An acceptable answer contains every record below, unchanged, and no pictures.
[Exercise data]
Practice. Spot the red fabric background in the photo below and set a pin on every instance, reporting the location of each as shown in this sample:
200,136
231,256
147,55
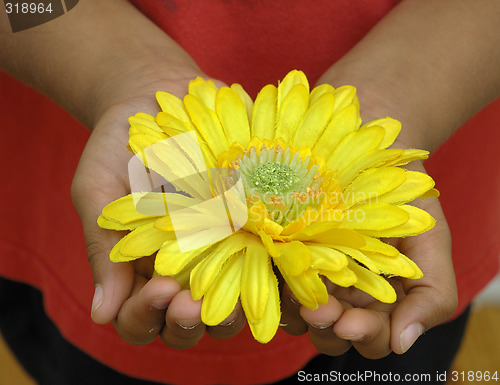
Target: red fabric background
41,239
[/Exercise data]
Written solution:
Practice. Spot the red fabric background in the photo below and set a pin on every instance, reporting the location of each as shown in this sample:
200,136
231,256
147,55
Target: red fabric background
41,239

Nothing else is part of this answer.